__What is being asked__. Count the lines in the rows below that contain the string "brown", matching case exactly. Reply with the number alone.

__Data in this exercise__.
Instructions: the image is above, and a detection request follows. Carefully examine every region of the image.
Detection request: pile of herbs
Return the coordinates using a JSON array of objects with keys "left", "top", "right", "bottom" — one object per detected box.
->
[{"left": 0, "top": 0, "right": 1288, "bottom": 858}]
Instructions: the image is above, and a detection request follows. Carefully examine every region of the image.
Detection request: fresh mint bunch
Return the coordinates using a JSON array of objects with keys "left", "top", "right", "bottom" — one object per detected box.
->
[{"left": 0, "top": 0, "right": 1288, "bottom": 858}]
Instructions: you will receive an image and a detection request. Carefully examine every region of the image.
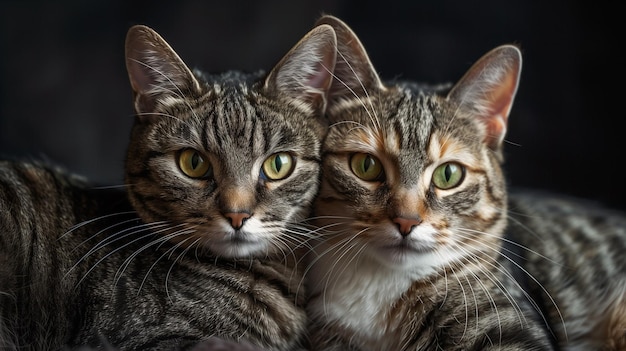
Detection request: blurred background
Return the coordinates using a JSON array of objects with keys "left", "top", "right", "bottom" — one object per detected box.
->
[{"left": 0, "top": 0, "right": 626, "bottom": 209}]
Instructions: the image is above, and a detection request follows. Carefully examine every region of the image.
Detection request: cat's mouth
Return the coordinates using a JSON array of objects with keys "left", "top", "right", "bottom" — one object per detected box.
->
[
  {"left": 382, "top": 238, "right": 435, "bottom": 254},
  {"left": 209, "top": 231, "right": 267, "bottom": 258}
]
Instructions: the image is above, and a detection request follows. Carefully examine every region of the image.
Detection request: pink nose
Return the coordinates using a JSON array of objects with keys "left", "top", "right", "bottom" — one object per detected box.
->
[
  {"left": 393, "top": 217, "right": 422, "bottom": 236},
  {"left": 224, "top": 212, "right": 251, "bottom": 229}
]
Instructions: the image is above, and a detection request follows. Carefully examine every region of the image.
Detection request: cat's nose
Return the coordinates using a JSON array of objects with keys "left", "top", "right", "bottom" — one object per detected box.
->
[
  {"left": 392, "top": 217, "right": 422, "bottom": 236},
  {"left": 224, "top": 212, "right": 251, "bottom": 229}
]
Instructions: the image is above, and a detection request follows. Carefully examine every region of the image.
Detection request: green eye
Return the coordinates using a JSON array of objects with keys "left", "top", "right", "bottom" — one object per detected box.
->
[
  {"left": 350, "top": 153, "right": 384, "bottom": 182},
  {"left": 178, "top": 149, "right": 211, "bottom": 178},
  {"left": 261, "top": 152, "right": 296, "bottom": 180},
  {"left": 433, "top": 162, "right": 465, "bottom": 190}
]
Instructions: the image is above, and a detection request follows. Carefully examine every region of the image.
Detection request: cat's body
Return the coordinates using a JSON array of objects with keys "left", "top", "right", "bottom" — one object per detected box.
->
[
  {"left": 503, "top": 190, "right": 626, "bottom": 351},
  {"left": 2, "top": 163, "right": 304, "bottom": 350},
  {"left": 0, "top": 26, "right": 335, "bottom": 350},
  {"left": 307, "top": 16, "right": 626, "bottom": 350}
]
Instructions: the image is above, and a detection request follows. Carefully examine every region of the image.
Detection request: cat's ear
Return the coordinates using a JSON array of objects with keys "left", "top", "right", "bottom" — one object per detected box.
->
[
  {"left": 448, "top": 45, "right": 522, "bottom": 150},
  {"left": 126, "top": 25, "right": 200, "bottom": 116},
  {"left": 265, "top": 26, "right": 337, "bottom": 113},
  {"left": 316, "top": 15, "right": 385, "bottom": 99}
]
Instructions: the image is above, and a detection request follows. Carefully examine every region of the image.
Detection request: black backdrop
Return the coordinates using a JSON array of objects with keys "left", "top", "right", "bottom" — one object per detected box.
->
[{"left": 0, "top": 0, "right": 626, "bottom": 209}]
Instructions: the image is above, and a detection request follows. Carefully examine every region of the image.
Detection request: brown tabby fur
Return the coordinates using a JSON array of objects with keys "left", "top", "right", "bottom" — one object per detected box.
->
[
  {"left": 0, "top": 22, "right": 336, "bottom": 350},
  {"left": 307, "top": 16, "right": 626, "bottom": 350}
]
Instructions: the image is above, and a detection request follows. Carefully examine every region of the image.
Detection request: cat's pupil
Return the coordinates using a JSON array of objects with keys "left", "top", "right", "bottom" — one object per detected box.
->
[
  {"left": 274, "top": 155, "right": 288, "bottom": 173},
  {"left": 363, "top": 156, "right": 376, "bottom": 173},
  {"left": 191, "top": 153, "right": 202, "bottom": 170},
  {"left": 443, "top": 165, "right": 453, "bottom": 182}
]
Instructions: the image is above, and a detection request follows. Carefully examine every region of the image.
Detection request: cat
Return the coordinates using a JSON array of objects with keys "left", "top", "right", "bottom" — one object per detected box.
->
[
  {"left": 306, "top": 15, "right": 626, "bottom": 350},
  {"left": 0, "top": 25, "right": 336, "bottom": 350}
]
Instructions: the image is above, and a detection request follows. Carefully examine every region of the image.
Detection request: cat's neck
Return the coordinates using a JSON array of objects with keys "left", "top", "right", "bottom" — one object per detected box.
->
[{"left": 308, "top": 246, "right": 417, "bottom": 329}]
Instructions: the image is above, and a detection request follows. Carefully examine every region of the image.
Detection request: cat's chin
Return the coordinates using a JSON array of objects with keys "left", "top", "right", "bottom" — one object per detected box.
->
[
  {"left": 208, "top": 239, "right": 268, "bottom": 258},
  {"left": 372, "top": 243, "right": 435, "bottom": 268}
]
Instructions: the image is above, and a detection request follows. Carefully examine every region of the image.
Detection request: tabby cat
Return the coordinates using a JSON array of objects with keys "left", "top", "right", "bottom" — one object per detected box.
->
[
  {"left": 0, "top": 25, "right": 336, "bottom": 350},
  {"left": 307, "top": 16, "right": 626, "bottom": 350}
]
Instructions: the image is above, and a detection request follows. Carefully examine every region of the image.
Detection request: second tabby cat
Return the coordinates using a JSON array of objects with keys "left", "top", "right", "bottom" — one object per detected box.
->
[
  {"left": 0, "top": 26, "right": 336, "bottom": 350},
  {"left": 307, "top": 16, "right": 626, "bottom": 350}
]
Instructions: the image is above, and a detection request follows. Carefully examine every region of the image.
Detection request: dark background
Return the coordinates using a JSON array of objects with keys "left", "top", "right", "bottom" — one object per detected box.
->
[{"left": 0, "top": 0, "right": 626, "bottom": 209}]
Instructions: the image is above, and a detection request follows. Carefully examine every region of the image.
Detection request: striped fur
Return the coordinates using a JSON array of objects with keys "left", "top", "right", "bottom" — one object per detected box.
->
[
  {"left": 307, "top": 16, "right": 552, "bottom": 350},
  {"left": 0, "top": 26, "right": 336, "bottom": 350}
]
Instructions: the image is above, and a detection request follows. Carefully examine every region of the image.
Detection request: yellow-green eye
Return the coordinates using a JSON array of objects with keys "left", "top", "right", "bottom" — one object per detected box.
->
[
  {"left": 433, "top": 162, "right": 465, "bottom": 190},
  {"left": 261, "top": 152, "right": 296, "bottom": 180},
  {"left": 178, "top": 149, "right": 211, "bottom": 178},
  {"left": 350, "top": 153, "right": 384, "bottom": 181}
]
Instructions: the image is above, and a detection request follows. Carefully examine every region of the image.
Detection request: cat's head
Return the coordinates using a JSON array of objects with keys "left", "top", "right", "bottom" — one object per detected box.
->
[
  {"left": 126, "top": 25, "right": 336, "bottom": 258},
  {"left": 314, "top": 16, "right": 521, "bottom": 274}
]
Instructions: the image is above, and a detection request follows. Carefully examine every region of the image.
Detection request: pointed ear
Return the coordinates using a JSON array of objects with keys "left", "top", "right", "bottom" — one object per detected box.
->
[
  {"left": 126, "top": 25, "right": 200, "bottom": 116},
  {"left": 265, "top": 26, "right": 337, "bottom": 113},
  {"left": 448, "top": 45, "right": 522, "bottom": 150},
  {"left": 315, "top": 15, "right": 385, "bottom": 100}
]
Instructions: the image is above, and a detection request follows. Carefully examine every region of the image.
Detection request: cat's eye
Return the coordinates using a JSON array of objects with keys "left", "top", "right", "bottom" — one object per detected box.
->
[
  {"left": 350, "top": 153, "right": 384, "bottom": 182},
  {"left": 178, "top": 149, "right": 212, "bottom": 178},
  {"left": 433, "top": 162, "right": 465, "bottom": 190},
  {"left": 261, "top": 152, "right": 296, "bottom": 180}
]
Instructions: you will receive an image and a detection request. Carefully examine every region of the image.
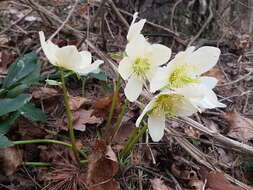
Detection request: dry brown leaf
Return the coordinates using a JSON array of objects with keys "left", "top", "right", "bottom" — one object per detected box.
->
[
  {"left": 203, "top": 65, "right": 226, "bottom": 84},
  {"left": 0, "top": 147, "right": 22, "bottom": 176},
  {"left": 69, "top": 96, "right": 91, "bottom": 110},
  {"left": 70, "top": 109, "right": 102, "bottom": 131},
  {"left": 199, "top": 168, "right": 243, "bottom": 190},
  {"left": 150, "top": 178, "right": 172, "bottom": 190},
  {"left": 189, "top": 179, "right": 205, "bottom": 190},
  {"left": 86, "top": 139, "right": 119, "bottom": 190},
  {"left": 224, "top": 109, "right": 253, "bottom": 141},
  {"left": 32, "top": 87, "right": 60, "bottom": 100},
  {"left": 92, "top": 94, "right": 120, "bottom": 119}
]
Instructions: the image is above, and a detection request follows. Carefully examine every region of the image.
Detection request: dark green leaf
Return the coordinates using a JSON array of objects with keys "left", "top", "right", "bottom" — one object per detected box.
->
[
  {"left": 3, "top": 52, "right": 37, "bottom": 88},
  {"left": 6, "top": 84, "right": 28, "bottom": 98},
  {"left": 0, "top": 112, "right": 19, "bottom": 135},
  {"left": 0, "top": 135, "right": 13, "bottom": 148},
  {"left": 19, "top": 103, "right": 46, "bottom": 122},
  {"left": 0, "top": 94, "right": 31, "bottom": 116},
  {"left": 89, "top": 72, "right": 107, "bottom": 81}
]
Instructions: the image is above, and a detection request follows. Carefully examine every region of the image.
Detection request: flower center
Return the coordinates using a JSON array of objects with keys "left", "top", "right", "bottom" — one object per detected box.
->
[
  {"left": 132, "top": 58, "right": 150, "bottom": 79},
  {"left": 153, "top": 94, "right": 184, "bottom": 117},
  {"left": 168, "top": 64, "right": 199, "bottom": 88}
]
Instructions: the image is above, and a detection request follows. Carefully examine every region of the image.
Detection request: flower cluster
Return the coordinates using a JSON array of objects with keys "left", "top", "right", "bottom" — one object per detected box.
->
[{"left": 118, "top": 13, "right": 226, "bottom": 141}]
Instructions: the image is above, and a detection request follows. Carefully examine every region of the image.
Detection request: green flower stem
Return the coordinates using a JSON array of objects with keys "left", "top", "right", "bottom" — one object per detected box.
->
[
  {"left": 61, "top": 70, "right": 80, "bottom": 163},
  {"left": 119, "top": 125, "right": 148, "bottom": 159},
  {"left": 12, "top": 139, "right": 87, "bottom": 158},
  {"left": 105, "top": 76, "right": 121, "bottom": 137},
  {"left": 111, "top": 99, "right": 129, "bottom": 142}
]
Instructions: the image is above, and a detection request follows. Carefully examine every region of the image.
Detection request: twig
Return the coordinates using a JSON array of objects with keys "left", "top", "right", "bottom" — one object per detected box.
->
[
  {"left": 217, "top": 71, "right": 253, "bottom": 87},
  {"left": 36, "top": 0, "right": 79, "bottom": 53},
  {"left": 188, "top": 1, "right": 213, "bottom": 47},
  {"left": 109, "top": 0, "right": 129, "bottom": 28},
  {"left": 0, "top": 10, "right": 33, "bottom": 35}
]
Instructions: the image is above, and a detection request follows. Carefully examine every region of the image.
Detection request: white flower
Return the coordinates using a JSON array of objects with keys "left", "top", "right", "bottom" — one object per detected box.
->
[
  {"left": 150, "top": 46, "right": 225, "bottom": 108},
  {"left": 39, "top": 31, "right": 103, "bottom": 75},
  {"left": 127, "top": 12, "right": 146, "bottom": 42},
  {"left": 118, "top": 35, "right": 171, "bottom": 102},
  {"left": 136, "top": 89, "right": 198, "bottom": 142}
]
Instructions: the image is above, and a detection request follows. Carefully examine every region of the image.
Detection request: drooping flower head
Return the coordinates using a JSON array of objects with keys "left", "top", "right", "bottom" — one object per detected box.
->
[
  {"left": 150, "top": 46, "right": 225, "bottom": 108},
  {"left": 118, "top": 34, "right": 171, "bottom": 102},
  {"left": 136, "top": 90, "right": 198, "bottom": 142},
  {"left": 127, "top": 12, "right": 146, "bottom": 42},
  {"left": 39, "top": 31, "right": 103, "bottom": 75}
]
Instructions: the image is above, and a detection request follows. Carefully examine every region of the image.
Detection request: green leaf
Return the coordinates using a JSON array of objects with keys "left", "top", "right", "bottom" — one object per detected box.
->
[
  {"left": 3, "top": 52, "right": 37, "bottom": 88},
  {"left": 6, "top": 84, "right": 28, "bottom": 98},
  {"left": 0, "top": 135, "right": 13, "bottom": 148},
  {"left": 19, "top": 103, "right": 46, "bottom": 122},
  {"left": 46, "top": 79, "right": 62, "bottom": 87},
  {"left": 0, "top": 94, "right": 32, "bottom": 116},
  {"left": 89, "top": 72, "right": 107, "bottom": 81},
  {"left": 0, "top": 112, "right": 20, "bottom": 135}
]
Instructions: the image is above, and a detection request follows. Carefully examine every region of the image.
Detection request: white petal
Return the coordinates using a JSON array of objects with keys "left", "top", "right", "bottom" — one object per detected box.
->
[
  {"left": 39, "top": 31, "right": 59, "bottom": 65},
  {"left": 150, "top": 67, "right": 169, "bottom": 92},
  {"left": 188, "top": 46, "right": 220, "bottom": 75},
  {"left": 199, "top": 76, "right": 218, "bottom": 89},
  {"left": 55, "top": 45, "right": 83, "bottom": 72},
  {"left": 148, "top": 113, "right": 165, "bottom": 142},
  {"left": 118, "top": 57, "right": 133, "bottom": 80},
  {"left": 135, "top": 99, "right": 155, "bottom": 127},
  {"left": 78, "top": 60, "right": 104, "bottom": 75},
  {"left": 124, "top": 76, "right": 143, "bottom": 102},
  {"left": 149, "top": 44, "right": 171, "bottom": 65},
  {"left": 127, "top": 13, "right": 146, "bottom": 42},
  {"left": 126, "top": 35, "right": 151, "bottom": 58}
]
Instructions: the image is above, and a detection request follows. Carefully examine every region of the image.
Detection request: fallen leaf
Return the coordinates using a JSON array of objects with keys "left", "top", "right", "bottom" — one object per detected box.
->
[
  {"left": 92, "top": 94, "right": 120, "bottom": 119},
  {"left": 0, "top": 147, "right": 22, "bottom": 176},
  {"left": 199, "top": 168, "right": 243, "bottom": 190},
  {"left": 31, "top": 87, "right": 61, "bottom": 100},
  {"left": 203, "top": 65, "right": 226, "bottom": 84},
  {"left": 86, "top": 139, "right": 119, "bottom": 190},
  {"left": 69, "top": 109, "right": 102, "bottom": 131},
  {"left": 150, "top": 178, "right": 172, "bottom": 190},
  {"left": 69, "top": 96, "right": 92, "bottom": 110},
  {"left": 223, "top": 109, "right": 253, "bottom": 141},
  {"left": 189, "top": 179, "right": 205, "bottom": 190}
]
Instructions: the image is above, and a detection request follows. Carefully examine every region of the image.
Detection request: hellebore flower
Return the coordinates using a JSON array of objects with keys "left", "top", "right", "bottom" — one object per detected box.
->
[
  {"left": 118, "top": 34, "right": 171, "bottom": 102},
  {"left": 150, "top": 46, "right": 226, "bottom": 108},
  {"left": 39, "top": 31, "right": 103, "bottom": 75},
  {"left": 136, "top": 89, "right": 199, "bottom": 142},
  {"left": 127, "top": 12, "right": 146, "bottom": 42}
]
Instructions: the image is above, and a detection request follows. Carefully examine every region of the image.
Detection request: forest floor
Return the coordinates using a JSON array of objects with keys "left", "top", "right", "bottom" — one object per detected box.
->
[{"left": 0, "top": 0, "right": 253, "bottom": 190}]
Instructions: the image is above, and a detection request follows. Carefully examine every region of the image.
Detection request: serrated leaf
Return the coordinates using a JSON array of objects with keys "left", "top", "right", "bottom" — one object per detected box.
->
[
  {"left": 0, "top": 112, "right": 20, "bottom": 135},
  {"left": 19, "top": 103, "right": 46, "bottom": 122},
  {"left": 89, "top": 72, "right": 107, "bottom": 81},
  {"left": 0, "top": 135, "right": 13, "bottom": 148},
  {"left": 0, "top": 94, "right": 32, "bottom": 116},
  {"left": 3, "top": 52, "right": 37, "bottom": 88}
]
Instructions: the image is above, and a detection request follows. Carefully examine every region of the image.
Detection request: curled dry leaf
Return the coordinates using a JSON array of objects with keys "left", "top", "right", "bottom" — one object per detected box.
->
[
  {"left": 203, "top": 65, "right": 226, "bottom": 84},
  {"left": 69, "top": 96, "right": 92, "bottom": 111},
  {"left": 73, "top": 109, "right": 102, "bottom": 131},
  {"left": 0, "top": 147, "right": 23, "bottom": 176},
  {"left": 86, "top": 139, "right": 119, "bottom": 190},
  {"left": 31, "top": 87, "right": 61, "bottom": 100},
  {"left": 189, "top": 179, "right": 205, "bottom": 190},
  {"left": 199, "top": 168, "right": 243, "bottom": 190},
  {"left": 150, "top": 178, "right": 172, "bottom": 190},
  {"left": 92, "top": 94, "right": 120, "bottom": 119},
  {"left": 224, "top": 109, "right": 253, "bottom": 141}
]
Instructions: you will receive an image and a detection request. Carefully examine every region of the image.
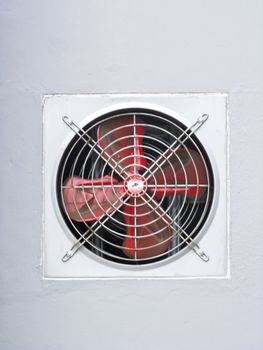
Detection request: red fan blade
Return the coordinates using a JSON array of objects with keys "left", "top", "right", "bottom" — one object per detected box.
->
[
  {"left": 148, "top": 148, "right": 207, "bottom": 199},
  {"left": 97, "top": 116, "right": 147, "bottom": 173},
  {"left": 63, "top": 176, "right": 125, "bottom": 222},
  {"left": 123, "top": 197, "right": 172, "bottom": 259}
]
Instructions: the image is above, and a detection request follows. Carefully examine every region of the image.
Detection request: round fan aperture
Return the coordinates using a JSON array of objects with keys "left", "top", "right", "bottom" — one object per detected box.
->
[{"left": 57, "top": 109, "right": 213, "bottom": 265}]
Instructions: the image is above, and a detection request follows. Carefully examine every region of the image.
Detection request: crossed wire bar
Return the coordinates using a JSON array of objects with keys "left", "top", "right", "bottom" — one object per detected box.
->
[{"left": 62, "top": 114, "right": 209, "bottom": 262}]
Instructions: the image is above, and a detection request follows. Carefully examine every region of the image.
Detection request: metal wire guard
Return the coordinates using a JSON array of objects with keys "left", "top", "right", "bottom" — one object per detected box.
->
[{"left": 58, "top": 111, "right": 213, "bottom": 264}]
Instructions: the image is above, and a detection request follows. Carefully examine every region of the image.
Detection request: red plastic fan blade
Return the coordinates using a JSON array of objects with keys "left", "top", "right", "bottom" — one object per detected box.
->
[
  {"left": 97, "top": 116, "right": 147, "bottom": 173},
  {"left": 148, "top": 148, "right": 207, "bottom": 199},
  {"left": 63, "top": 176, "right": 125, "bottom": 222},
  {"left": 123, "top": 197, "right": 172, "bottom": 259}
]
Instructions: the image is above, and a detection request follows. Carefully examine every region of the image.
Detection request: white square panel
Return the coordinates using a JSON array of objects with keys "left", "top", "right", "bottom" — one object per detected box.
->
[{"left": 43, "top": 93, "right": 230, "bottom": 279}]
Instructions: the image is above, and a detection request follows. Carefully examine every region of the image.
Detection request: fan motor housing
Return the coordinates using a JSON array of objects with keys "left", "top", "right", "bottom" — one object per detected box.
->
[{"left": 43, "top": 94, "right": 230, "bottom": 278}]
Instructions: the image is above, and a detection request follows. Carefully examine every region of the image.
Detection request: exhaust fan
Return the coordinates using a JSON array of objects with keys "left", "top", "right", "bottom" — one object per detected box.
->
[{"left": 43, "top": 94, "right": 228, "bottom": 278}]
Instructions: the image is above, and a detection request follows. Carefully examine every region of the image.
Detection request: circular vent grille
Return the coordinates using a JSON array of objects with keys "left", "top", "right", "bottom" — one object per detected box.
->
[{"left": 56, "top": 108, "right": 214, "bottom": 265}]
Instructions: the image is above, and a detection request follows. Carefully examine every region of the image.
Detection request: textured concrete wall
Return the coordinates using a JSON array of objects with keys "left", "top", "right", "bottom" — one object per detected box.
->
[{"left": 0, "top": 0, "right": 263, "bottom": 350}]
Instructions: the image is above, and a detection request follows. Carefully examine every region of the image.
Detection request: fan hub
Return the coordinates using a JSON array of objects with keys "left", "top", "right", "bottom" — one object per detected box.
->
[{"left": 126, "top": 175, "right": 145, "bottom": 195}]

__Answer__. 2